Archaeological:
- PIE expansions into the European Balkans align perfectly with the proposed date of the (real) Proto-Anatolian language, 3000-4000 BC:
>4500-4100 BC, Suvorovo Culture in Ukraine & Romania
>4000-3200 BC, Cernavoda Culture in Romania & Bulgaria
>3300-2700 BC, Ezero Culture in Bulgaria with affinities to Troy I (Early Bronze Age) in Northwestern Anatolia
- There is no evidence of Indo-European culture south of the Caucasus before PIE-type genetics arose in Europe during the Eneolithic (5000-6000 BC).
Genetic:
- Harvard Lab only published a handful of samples from Western Anatolia during the Bronze Age, the most obvious entry point for Indo-European peoples. This is by no means a representative sample size.
- Their method of “proving” the lack of PIE ancestry in Anatolia was a terrible four-way admixture model that used Eastern European Hunter-Gatherers as a source instead of Yamnaya.

(Provided records)
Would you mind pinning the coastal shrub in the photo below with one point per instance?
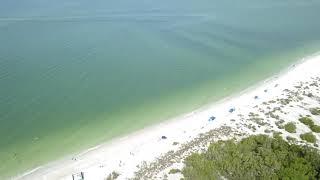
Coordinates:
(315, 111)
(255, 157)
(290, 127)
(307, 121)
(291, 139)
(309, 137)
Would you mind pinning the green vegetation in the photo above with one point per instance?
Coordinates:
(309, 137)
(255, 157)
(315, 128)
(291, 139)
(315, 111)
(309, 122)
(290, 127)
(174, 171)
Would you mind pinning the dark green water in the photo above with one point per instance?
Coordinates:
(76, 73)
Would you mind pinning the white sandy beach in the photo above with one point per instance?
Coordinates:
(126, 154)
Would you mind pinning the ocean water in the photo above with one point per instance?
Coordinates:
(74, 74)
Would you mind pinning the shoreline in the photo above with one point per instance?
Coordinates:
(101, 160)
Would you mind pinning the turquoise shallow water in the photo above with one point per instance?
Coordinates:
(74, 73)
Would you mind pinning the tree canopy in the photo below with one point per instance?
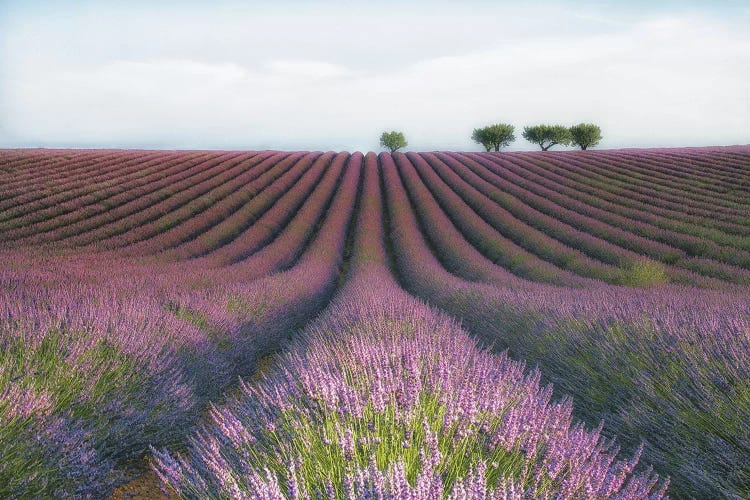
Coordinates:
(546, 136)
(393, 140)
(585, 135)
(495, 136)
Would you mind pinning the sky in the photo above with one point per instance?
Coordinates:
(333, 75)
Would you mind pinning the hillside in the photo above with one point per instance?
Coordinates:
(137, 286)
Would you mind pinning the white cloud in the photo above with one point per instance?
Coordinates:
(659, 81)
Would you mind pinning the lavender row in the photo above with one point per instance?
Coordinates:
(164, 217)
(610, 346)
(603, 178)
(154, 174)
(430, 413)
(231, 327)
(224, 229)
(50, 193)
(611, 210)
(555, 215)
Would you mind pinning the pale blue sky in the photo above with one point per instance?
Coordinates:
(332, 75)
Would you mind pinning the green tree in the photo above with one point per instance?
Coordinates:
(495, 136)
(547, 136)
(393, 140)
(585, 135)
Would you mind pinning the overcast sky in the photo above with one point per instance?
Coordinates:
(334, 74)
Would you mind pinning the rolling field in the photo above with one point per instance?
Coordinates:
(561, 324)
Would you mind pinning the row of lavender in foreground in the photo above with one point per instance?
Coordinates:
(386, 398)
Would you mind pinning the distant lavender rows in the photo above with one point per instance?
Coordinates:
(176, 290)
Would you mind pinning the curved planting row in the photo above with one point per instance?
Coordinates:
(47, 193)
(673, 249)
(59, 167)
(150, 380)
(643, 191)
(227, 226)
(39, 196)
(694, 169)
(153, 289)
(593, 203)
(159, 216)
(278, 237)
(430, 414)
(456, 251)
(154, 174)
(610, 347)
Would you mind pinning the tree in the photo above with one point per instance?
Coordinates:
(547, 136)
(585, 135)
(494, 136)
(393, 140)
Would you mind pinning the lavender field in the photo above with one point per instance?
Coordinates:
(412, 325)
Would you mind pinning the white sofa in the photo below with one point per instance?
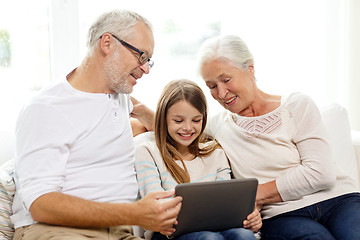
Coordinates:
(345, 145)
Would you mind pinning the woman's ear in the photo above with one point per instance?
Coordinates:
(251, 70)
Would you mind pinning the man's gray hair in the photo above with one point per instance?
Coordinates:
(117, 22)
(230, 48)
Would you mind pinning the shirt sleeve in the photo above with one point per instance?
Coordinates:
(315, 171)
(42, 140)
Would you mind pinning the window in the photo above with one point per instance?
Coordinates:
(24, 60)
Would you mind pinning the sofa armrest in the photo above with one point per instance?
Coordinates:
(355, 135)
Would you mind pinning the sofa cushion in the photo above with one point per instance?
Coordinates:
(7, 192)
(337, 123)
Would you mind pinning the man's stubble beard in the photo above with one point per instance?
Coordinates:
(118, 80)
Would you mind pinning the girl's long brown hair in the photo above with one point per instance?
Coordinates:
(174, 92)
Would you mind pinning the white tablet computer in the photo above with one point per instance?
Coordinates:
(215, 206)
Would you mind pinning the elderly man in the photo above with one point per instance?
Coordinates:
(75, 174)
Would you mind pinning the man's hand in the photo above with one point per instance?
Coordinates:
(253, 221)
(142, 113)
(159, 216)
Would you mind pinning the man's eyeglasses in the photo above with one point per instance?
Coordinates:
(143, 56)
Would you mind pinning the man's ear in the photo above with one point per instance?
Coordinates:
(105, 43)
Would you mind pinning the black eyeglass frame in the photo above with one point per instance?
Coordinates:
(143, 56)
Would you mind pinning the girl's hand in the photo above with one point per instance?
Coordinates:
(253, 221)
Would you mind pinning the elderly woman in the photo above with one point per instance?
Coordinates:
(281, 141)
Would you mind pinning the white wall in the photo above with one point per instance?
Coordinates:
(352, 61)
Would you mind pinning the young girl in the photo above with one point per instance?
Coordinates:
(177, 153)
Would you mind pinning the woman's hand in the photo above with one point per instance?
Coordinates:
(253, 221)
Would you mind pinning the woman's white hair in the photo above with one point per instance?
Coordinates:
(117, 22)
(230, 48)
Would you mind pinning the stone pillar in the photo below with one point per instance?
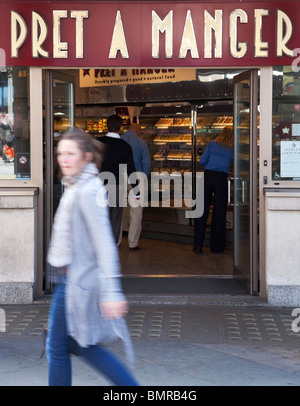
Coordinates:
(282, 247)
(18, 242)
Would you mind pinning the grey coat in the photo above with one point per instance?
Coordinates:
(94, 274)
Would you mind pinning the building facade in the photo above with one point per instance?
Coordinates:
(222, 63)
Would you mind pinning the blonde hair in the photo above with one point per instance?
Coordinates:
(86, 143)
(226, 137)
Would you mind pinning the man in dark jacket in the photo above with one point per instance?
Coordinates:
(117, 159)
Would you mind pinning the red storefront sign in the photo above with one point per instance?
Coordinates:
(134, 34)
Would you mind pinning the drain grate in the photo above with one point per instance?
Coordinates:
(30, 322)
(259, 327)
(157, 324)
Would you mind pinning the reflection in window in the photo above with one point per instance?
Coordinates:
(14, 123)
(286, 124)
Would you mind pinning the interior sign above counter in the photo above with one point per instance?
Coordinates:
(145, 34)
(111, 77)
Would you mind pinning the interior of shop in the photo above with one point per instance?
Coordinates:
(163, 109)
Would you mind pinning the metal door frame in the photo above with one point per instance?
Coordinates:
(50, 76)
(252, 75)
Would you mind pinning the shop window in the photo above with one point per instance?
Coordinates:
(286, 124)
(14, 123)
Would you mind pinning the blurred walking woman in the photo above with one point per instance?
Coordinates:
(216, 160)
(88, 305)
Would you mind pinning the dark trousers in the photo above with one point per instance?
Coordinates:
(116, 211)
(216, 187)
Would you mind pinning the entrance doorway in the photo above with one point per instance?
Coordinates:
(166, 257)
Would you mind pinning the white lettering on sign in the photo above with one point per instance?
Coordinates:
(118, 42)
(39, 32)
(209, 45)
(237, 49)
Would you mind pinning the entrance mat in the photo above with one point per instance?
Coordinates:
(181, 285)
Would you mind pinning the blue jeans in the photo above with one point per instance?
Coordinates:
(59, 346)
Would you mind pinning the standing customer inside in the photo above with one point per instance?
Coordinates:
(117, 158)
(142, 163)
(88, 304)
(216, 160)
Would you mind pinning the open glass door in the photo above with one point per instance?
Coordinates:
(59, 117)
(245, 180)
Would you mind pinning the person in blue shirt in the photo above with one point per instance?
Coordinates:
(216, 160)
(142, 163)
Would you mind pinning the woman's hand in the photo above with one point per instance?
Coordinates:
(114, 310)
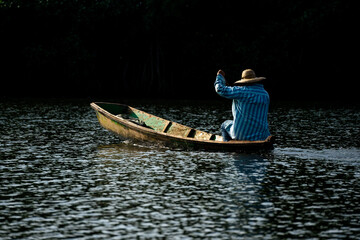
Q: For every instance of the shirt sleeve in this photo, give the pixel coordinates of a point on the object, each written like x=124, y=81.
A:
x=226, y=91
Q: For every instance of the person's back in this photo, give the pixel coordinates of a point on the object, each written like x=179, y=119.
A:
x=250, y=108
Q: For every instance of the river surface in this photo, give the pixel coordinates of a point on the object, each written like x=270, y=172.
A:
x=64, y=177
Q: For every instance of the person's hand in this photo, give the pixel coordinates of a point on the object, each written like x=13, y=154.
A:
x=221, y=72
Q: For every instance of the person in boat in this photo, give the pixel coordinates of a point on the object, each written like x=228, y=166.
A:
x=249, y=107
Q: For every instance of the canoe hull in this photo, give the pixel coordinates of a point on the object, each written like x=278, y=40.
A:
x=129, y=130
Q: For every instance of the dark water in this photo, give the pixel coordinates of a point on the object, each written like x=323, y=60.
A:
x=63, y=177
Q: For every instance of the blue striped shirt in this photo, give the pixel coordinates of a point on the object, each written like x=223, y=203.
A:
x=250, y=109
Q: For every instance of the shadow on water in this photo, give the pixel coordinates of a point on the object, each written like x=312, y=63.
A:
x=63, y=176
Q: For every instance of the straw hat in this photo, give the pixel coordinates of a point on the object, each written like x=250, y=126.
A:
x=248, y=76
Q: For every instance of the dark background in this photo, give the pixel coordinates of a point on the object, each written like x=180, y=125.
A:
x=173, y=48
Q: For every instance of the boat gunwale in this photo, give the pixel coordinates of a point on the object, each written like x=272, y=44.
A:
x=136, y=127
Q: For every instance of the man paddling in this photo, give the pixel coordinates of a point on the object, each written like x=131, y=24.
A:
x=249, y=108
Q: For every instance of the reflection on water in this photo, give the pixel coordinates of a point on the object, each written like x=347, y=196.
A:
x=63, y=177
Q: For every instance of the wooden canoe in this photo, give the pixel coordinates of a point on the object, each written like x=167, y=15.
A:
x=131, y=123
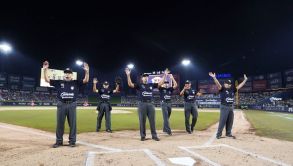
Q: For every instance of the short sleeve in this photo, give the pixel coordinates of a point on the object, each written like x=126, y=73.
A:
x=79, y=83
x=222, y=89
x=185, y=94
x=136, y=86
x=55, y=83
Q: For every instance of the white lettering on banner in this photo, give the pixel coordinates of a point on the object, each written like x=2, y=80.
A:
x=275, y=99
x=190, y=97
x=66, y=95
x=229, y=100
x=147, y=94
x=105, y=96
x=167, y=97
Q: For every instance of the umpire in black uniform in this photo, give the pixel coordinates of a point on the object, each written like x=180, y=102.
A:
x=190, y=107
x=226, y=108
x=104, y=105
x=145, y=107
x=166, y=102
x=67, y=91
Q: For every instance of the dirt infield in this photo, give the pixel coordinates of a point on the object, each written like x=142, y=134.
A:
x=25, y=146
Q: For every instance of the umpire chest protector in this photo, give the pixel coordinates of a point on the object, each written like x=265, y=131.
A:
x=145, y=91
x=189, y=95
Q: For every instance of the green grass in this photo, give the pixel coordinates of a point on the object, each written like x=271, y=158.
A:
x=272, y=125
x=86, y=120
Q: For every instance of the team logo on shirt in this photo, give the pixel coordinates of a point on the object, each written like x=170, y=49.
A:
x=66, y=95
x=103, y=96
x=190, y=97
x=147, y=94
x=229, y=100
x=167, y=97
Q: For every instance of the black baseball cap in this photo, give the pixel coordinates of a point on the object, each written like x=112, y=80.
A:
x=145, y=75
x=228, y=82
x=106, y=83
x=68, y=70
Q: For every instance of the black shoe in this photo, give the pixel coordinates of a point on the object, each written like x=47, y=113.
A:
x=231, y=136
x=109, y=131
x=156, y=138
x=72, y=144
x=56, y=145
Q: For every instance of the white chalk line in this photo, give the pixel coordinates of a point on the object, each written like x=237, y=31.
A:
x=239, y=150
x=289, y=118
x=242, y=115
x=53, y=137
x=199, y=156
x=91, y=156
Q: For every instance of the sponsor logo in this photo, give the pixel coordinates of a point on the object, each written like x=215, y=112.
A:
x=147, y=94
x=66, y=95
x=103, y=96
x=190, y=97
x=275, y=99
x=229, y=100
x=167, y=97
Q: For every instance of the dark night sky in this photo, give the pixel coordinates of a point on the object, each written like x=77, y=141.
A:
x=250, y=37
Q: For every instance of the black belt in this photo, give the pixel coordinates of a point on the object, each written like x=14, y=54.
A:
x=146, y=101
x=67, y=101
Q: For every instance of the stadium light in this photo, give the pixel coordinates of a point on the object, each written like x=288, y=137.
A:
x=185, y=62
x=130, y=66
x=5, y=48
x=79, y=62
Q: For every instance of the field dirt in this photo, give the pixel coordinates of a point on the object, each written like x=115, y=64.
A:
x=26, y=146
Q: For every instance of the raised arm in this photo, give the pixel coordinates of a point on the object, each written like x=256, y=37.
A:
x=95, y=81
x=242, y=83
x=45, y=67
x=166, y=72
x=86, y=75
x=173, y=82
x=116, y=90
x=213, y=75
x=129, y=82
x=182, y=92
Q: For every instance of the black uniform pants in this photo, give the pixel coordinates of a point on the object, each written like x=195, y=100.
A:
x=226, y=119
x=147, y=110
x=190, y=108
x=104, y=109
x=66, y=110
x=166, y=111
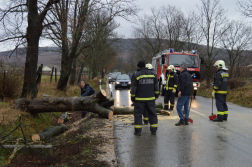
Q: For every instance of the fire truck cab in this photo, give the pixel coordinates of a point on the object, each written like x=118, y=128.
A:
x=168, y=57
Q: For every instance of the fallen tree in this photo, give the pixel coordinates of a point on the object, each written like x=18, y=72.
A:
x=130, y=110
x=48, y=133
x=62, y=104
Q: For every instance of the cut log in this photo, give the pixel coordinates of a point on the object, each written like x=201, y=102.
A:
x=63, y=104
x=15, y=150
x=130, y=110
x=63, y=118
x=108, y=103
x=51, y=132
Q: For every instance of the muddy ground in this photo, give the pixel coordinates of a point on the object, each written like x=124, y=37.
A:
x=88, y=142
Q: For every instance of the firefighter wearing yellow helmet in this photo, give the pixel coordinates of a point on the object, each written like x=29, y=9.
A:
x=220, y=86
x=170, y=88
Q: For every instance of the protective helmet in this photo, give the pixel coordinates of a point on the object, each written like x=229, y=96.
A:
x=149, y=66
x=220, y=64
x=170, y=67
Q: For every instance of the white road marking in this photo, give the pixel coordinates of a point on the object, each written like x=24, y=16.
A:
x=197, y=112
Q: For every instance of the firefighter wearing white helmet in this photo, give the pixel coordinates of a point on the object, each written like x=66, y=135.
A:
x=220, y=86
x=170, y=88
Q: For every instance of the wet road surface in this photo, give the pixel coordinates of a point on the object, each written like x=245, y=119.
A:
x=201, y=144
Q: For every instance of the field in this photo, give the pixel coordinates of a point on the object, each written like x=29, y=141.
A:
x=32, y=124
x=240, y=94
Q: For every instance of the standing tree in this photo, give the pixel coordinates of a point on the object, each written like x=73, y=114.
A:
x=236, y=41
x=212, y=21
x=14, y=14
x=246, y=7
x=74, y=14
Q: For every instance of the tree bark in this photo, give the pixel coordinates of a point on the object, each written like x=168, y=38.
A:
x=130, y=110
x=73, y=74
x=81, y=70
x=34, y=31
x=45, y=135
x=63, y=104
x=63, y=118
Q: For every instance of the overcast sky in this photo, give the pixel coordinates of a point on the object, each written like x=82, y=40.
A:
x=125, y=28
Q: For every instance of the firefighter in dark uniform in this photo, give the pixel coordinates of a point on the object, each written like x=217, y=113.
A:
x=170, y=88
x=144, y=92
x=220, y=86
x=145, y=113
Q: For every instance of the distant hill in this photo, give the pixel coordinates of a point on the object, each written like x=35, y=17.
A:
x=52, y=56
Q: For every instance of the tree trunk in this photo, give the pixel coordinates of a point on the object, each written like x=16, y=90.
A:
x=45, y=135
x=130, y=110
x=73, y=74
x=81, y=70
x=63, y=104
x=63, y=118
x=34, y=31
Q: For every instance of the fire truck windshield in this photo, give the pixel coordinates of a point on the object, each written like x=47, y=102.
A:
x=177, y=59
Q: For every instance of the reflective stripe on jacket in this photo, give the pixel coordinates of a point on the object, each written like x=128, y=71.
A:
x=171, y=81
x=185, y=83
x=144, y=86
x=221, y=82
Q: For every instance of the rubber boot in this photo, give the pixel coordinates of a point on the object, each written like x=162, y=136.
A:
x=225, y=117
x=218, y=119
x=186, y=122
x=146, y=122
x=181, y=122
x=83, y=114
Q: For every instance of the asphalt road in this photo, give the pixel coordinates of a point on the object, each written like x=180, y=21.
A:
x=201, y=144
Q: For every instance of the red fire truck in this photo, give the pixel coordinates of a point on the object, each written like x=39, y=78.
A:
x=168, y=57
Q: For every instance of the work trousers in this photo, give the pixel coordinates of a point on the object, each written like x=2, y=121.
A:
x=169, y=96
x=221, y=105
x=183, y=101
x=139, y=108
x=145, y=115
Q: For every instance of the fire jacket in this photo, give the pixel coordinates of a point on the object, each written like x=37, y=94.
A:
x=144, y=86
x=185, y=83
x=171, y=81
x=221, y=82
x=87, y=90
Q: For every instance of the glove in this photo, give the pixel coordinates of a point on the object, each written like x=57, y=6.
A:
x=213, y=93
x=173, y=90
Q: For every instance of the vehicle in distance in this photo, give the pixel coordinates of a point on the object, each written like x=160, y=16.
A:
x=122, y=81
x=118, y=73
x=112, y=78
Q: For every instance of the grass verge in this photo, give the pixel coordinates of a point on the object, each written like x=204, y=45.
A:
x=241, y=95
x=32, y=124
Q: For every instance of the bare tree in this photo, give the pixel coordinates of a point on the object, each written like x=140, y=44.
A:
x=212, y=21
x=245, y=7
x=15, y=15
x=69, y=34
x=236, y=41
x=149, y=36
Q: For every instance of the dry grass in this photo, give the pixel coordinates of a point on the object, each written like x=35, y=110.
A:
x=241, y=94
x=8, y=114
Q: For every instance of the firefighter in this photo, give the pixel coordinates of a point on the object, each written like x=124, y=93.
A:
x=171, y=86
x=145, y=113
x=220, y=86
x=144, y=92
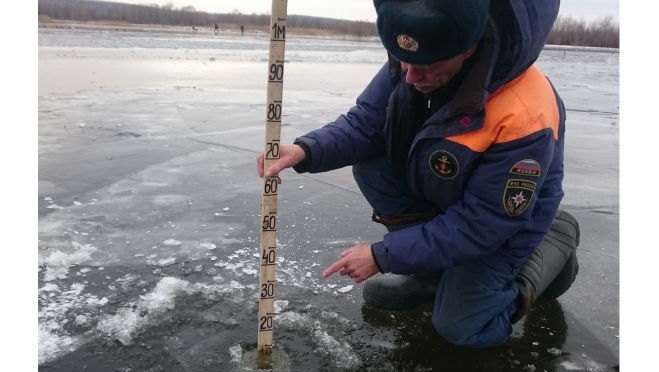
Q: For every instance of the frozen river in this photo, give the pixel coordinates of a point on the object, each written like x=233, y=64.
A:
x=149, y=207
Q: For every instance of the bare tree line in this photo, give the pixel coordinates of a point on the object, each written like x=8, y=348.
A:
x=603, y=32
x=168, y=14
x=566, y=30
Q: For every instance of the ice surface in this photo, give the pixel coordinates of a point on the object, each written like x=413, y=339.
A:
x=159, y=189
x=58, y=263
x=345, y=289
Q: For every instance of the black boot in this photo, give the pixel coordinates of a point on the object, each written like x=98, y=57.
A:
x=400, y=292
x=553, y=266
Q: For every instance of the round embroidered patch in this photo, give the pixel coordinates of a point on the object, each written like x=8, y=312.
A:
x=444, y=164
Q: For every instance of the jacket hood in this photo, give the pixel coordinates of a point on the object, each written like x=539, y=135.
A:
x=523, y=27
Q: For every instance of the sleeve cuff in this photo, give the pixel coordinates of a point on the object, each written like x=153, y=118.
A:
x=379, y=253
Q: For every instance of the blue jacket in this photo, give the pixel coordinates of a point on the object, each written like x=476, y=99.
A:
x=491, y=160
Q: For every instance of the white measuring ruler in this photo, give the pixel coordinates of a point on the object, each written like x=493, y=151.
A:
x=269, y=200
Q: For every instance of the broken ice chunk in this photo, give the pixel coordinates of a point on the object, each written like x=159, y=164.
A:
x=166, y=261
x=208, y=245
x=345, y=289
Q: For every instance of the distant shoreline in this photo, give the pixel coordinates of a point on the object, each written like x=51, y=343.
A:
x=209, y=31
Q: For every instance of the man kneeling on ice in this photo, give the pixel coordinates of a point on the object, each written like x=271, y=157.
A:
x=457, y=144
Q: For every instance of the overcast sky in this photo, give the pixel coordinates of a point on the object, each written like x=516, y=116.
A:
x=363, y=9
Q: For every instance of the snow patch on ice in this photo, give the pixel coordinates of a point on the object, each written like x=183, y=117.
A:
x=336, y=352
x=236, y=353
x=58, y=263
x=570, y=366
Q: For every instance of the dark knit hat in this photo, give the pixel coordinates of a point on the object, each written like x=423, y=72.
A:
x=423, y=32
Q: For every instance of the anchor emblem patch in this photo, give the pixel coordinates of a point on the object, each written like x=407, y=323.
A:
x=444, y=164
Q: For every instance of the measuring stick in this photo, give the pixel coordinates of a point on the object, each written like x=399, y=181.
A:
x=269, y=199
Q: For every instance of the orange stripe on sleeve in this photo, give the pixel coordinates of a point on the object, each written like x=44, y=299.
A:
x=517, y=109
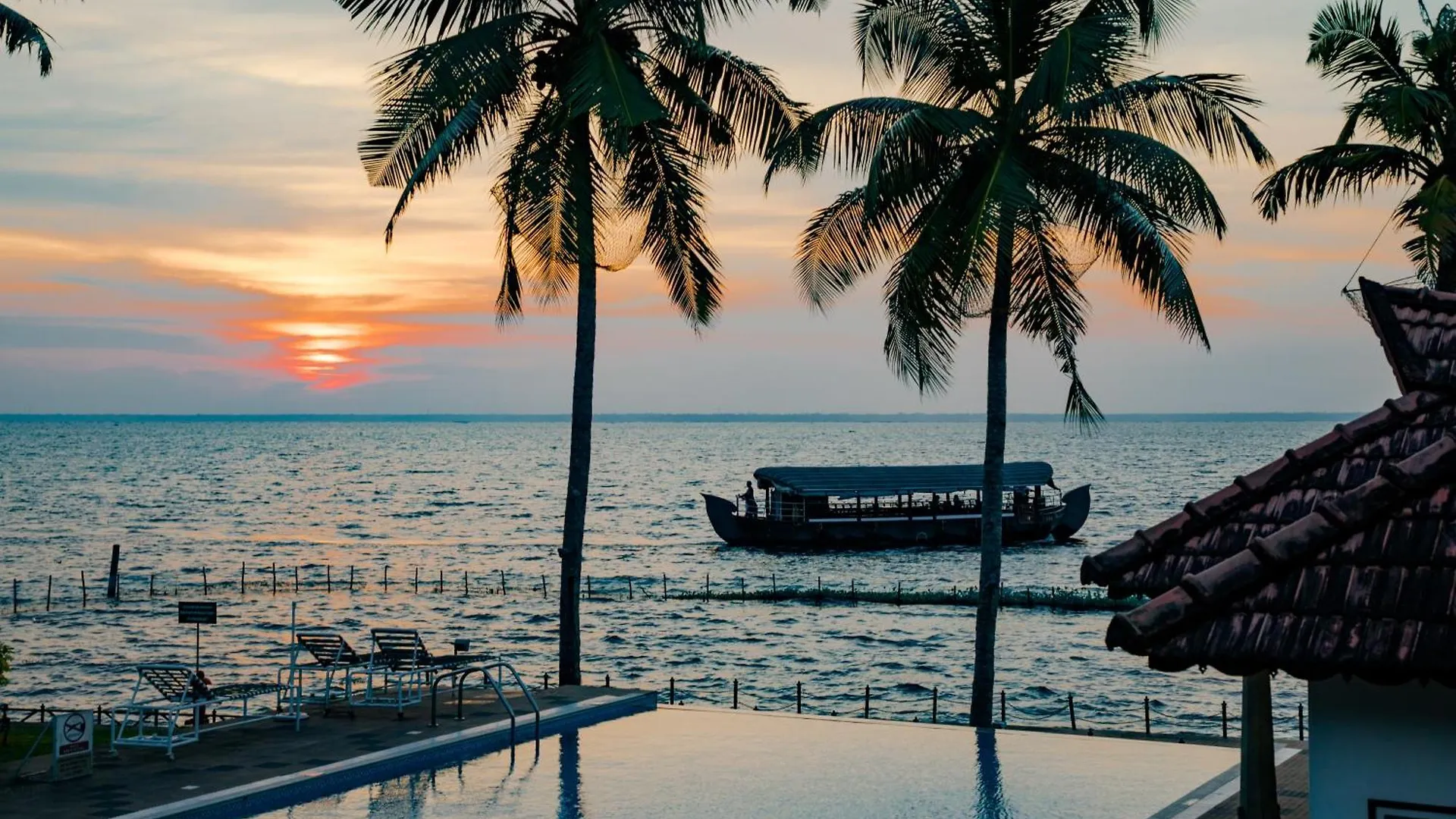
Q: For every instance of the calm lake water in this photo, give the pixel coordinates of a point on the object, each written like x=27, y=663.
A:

(Actions to take)
A) List each archaeological culture named with the word "Culture" in the notes on Indo-European origins above, with the date range the notes give for it.
B) Write out the notes on Indo-European origins between "- Their method" and "instead of Yamnaya.", inclusive.

(Responses for each task)
A)
Suvorovo Culture: 4500-4100 BC
Cernavoda Culture: 4000-3200 BC
Ezero Culture: 3300-2700 BC

B)
- Their method of “proving” the lack of PIE ancestry in Anatolia was a terrible four-way admixture model that used Eastern European Hunter-Gatherers as a source instead of Yamnaya.